Segmentation dataset records:
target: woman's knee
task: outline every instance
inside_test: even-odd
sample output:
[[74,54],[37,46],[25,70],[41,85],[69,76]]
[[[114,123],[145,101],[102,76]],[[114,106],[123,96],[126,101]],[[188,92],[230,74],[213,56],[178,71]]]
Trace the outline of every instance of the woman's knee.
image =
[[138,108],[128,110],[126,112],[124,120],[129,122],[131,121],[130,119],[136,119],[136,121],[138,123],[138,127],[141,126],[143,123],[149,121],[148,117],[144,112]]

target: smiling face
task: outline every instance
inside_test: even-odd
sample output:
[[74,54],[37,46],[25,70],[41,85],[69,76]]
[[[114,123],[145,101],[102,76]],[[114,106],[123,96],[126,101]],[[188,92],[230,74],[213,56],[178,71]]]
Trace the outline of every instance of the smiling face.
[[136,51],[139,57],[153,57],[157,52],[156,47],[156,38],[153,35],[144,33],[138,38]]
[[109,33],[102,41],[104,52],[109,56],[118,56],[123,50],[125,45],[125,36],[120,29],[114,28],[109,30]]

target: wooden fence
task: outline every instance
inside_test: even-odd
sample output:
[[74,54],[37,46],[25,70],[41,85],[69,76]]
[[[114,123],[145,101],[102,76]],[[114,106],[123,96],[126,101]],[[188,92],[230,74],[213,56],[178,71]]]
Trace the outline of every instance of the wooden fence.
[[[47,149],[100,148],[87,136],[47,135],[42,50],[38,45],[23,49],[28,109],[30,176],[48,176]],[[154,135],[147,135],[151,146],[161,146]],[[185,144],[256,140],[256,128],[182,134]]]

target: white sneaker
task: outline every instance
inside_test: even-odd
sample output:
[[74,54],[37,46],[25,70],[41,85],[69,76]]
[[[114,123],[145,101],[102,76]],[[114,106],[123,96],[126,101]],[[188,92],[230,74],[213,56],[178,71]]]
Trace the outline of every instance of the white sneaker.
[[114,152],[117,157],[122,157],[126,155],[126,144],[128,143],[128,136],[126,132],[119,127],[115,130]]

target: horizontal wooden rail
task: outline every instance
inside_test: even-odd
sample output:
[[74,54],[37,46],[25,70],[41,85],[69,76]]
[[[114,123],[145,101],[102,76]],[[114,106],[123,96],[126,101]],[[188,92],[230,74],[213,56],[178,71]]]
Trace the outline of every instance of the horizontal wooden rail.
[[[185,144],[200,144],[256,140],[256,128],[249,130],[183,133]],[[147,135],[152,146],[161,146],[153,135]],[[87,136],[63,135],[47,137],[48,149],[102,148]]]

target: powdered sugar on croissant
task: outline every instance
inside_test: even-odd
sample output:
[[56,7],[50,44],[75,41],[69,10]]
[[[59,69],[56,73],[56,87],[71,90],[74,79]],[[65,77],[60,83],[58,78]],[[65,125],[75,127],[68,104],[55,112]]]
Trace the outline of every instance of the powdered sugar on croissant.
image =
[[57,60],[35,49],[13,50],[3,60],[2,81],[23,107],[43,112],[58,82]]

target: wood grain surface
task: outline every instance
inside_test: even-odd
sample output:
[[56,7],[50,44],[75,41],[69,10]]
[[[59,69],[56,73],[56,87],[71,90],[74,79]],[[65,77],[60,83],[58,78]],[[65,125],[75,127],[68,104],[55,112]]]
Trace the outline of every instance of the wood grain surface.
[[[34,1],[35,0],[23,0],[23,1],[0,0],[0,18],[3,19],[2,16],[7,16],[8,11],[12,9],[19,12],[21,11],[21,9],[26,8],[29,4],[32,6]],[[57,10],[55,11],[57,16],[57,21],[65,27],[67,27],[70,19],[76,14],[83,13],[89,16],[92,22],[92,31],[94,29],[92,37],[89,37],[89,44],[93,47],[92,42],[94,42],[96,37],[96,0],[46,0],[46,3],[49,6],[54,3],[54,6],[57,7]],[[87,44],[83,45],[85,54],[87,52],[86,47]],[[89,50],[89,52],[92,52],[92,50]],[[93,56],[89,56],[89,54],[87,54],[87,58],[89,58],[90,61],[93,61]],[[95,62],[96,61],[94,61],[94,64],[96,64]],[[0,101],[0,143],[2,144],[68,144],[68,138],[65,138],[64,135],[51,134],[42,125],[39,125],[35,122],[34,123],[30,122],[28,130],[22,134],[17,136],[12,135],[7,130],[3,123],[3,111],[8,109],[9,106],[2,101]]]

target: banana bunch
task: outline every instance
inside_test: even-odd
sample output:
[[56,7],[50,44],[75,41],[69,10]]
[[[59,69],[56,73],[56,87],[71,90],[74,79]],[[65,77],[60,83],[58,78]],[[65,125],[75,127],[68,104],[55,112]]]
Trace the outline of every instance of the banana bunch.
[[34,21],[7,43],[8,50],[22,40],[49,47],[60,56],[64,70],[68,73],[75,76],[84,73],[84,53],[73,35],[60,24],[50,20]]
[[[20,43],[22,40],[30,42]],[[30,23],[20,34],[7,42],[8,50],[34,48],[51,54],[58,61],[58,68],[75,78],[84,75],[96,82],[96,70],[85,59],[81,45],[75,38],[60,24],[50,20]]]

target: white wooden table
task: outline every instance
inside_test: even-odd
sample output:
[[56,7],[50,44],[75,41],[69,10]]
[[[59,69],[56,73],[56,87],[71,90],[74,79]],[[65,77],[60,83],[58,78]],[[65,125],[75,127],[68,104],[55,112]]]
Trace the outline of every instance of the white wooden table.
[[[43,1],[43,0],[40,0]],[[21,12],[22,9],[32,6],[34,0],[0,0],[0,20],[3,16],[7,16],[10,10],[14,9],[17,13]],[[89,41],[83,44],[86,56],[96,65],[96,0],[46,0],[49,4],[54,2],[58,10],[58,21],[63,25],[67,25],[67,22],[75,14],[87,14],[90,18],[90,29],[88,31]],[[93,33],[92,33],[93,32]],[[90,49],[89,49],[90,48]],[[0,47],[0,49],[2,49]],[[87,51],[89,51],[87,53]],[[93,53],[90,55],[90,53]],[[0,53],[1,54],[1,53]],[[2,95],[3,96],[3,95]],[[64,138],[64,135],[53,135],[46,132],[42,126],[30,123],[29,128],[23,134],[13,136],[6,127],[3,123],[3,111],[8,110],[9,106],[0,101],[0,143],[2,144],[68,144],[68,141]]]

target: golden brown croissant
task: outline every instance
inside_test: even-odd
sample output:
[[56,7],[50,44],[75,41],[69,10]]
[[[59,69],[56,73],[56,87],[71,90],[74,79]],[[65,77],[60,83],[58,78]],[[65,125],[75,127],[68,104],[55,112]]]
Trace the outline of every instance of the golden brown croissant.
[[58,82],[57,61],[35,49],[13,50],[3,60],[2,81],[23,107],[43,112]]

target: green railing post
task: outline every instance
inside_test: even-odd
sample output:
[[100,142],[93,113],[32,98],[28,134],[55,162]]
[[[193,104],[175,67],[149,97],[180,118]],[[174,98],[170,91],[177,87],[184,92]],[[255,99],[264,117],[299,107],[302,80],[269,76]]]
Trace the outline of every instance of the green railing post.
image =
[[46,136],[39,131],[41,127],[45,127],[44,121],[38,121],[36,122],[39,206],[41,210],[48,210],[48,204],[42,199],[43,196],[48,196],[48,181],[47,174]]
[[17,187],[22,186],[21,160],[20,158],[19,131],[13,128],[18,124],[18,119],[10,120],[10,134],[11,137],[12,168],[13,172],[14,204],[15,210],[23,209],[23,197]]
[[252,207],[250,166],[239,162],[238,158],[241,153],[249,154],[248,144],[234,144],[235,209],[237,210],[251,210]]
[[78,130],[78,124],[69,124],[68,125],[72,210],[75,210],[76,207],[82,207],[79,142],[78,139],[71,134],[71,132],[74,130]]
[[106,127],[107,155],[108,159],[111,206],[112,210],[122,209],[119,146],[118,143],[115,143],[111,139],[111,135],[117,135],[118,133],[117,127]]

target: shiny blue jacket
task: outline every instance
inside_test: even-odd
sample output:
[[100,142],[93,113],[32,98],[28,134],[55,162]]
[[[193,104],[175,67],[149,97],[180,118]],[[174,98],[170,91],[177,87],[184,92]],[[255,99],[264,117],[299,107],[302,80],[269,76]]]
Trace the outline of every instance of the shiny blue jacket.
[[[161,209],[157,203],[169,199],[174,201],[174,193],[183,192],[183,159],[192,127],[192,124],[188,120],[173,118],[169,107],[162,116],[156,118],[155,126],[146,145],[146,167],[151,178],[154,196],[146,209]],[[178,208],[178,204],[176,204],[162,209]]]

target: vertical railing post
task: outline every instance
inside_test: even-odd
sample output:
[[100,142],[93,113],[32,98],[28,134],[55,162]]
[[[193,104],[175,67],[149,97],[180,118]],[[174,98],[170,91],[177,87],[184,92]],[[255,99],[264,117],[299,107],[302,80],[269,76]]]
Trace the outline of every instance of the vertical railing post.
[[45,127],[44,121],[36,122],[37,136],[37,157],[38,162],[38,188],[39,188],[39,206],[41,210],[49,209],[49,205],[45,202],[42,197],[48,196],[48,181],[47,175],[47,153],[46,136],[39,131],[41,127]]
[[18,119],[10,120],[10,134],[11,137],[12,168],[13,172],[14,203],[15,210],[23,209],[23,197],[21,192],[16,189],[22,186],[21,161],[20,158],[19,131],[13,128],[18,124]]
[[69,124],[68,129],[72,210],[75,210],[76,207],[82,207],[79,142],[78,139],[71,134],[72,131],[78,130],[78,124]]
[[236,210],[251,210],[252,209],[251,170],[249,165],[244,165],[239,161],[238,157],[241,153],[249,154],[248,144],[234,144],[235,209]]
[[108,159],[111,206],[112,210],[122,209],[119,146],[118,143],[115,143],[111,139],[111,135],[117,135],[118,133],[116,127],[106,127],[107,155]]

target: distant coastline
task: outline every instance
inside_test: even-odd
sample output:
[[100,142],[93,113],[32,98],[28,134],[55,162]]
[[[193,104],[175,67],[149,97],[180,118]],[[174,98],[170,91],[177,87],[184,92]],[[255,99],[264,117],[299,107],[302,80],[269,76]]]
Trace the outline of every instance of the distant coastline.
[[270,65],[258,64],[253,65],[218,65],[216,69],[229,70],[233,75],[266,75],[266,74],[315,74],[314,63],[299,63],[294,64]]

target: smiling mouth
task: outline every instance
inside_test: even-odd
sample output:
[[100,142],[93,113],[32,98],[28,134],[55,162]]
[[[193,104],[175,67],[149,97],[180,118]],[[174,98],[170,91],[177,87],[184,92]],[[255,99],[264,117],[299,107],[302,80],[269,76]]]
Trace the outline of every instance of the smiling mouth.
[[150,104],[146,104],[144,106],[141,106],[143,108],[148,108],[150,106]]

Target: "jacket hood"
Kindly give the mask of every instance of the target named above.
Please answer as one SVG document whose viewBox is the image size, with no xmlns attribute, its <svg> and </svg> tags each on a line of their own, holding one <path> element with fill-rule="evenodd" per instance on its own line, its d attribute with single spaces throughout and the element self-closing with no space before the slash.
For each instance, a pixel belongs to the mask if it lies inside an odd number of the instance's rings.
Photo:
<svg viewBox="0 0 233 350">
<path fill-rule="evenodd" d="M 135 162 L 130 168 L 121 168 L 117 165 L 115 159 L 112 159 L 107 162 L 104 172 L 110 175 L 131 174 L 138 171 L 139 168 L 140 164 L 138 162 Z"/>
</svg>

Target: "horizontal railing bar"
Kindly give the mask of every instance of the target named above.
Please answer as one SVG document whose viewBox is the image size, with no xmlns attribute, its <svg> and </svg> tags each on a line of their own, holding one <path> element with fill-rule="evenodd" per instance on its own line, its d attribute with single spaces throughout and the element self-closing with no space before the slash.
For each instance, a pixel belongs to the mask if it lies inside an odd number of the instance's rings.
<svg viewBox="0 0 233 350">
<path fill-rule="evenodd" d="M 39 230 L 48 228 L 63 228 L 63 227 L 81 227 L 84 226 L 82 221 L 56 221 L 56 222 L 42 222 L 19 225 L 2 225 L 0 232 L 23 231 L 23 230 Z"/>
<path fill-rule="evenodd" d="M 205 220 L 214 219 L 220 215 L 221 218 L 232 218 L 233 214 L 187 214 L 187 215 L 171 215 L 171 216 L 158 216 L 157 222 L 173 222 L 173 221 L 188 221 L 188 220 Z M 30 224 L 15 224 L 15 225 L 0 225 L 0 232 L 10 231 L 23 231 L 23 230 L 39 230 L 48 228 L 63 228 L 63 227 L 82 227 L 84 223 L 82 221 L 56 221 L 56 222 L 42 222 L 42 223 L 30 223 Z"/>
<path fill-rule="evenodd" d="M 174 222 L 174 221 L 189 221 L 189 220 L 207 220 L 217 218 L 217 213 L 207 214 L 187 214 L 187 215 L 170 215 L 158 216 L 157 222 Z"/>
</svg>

### Required work:
Return each line from the material above that contains the string "smiling".

### Response to the task:
target: smiling face
Trace the outline of every instance of the smiling face.
target: smiling mouth
Trace the outline of every instance of the smiling mouth.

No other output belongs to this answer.